Saved entries:
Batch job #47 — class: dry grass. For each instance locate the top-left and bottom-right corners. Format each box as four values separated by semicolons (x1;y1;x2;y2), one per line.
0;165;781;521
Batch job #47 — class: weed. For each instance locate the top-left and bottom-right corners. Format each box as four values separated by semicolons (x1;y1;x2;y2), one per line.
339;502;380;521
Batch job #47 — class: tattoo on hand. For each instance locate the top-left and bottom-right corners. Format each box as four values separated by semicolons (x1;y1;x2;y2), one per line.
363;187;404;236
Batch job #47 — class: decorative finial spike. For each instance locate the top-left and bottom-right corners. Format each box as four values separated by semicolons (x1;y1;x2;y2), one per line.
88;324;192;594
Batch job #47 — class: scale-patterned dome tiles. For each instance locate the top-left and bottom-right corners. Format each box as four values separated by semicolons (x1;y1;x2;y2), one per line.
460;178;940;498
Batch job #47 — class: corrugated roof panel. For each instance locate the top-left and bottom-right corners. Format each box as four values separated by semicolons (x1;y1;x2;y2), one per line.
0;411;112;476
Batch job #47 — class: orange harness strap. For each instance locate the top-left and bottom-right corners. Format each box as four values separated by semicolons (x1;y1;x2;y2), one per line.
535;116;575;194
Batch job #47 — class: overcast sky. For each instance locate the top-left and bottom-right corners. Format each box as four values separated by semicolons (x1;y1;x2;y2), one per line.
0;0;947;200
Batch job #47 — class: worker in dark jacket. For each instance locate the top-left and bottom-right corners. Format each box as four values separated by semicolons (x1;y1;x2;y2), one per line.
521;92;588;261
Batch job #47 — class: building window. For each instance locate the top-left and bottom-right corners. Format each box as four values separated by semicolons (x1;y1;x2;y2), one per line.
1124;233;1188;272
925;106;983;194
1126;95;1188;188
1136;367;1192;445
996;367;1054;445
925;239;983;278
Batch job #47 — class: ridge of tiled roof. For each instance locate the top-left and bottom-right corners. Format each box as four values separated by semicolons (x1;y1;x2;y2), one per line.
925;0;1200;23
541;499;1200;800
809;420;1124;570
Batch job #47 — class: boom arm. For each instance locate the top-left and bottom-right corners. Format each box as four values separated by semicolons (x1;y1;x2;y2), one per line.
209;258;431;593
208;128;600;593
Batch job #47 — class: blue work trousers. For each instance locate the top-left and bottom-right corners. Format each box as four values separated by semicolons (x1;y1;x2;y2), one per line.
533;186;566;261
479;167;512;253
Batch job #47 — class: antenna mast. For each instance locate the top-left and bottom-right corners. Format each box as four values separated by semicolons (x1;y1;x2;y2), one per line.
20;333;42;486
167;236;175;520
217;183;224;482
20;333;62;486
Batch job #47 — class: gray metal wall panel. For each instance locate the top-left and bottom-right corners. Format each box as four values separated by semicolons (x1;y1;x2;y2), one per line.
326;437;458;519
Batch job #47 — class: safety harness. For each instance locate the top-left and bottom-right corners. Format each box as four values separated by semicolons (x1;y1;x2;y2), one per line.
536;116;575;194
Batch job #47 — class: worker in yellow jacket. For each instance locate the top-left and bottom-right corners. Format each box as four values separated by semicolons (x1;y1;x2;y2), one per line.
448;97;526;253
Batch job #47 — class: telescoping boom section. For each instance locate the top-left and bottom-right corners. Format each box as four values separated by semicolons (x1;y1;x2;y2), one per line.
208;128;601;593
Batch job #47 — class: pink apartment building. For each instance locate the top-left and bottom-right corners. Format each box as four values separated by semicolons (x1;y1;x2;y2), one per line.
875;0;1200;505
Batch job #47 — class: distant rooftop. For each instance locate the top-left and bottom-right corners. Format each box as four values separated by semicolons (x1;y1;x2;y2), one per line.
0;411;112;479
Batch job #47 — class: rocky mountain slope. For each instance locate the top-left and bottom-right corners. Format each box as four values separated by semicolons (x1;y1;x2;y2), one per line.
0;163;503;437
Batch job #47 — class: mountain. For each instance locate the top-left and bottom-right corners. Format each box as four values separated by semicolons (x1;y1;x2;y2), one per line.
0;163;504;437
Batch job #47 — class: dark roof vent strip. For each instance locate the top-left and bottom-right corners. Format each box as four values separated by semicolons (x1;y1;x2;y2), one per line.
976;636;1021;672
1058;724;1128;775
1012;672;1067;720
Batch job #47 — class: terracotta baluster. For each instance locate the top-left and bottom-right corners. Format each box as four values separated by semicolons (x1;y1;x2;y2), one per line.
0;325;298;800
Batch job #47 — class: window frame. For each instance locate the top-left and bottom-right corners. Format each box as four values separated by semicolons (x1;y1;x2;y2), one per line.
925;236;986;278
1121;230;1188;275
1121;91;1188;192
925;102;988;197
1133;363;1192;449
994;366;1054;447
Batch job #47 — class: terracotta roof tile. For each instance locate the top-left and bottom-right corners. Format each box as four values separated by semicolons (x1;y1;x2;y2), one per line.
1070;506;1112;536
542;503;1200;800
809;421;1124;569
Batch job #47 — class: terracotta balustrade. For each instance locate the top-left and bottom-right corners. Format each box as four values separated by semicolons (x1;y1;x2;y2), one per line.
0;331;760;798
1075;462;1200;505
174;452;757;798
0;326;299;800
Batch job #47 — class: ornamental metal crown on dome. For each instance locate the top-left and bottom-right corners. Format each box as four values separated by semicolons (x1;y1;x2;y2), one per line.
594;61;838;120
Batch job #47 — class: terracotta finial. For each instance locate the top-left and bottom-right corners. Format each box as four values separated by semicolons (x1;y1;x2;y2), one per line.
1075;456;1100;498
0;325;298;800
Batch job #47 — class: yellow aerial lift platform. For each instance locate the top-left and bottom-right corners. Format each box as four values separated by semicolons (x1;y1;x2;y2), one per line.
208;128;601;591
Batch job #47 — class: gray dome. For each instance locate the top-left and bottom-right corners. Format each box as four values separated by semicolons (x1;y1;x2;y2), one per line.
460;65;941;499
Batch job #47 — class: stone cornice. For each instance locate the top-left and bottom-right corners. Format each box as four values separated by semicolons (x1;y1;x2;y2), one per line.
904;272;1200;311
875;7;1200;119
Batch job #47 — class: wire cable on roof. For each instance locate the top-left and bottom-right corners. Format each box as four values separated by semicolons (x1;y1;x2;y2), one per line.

#### PROBLEM DESCRIPTION:
Rewrite the part that opens with the line containing "Batch job #47 — class: weed." and closes with the line containing "88;324;192;594", with "instance" replaced by "object" throughout and all else unchanged.

#### EXERCISE RESULT:
Batch job #47 — class: weed. For each object locate the top-left and bottom-right corners. Format each box as four values separated by semicolons (x1;y1;x2;y2), one per line.
339;502;380;521
Batch job #47 — class: tattoo on hand. For each object locate the top-left and bottom-right corners. Format each box as four values separated by semicolons (x1;y1;x2;y2), one per line.
363;187;404;236
Batch job #47 — class: decorative finial spike. For each object locate the top-left and bottom-right corners. Format each box as four values separated by semicolons (x1;y1;x2;y2), one per line.
88;324;192;594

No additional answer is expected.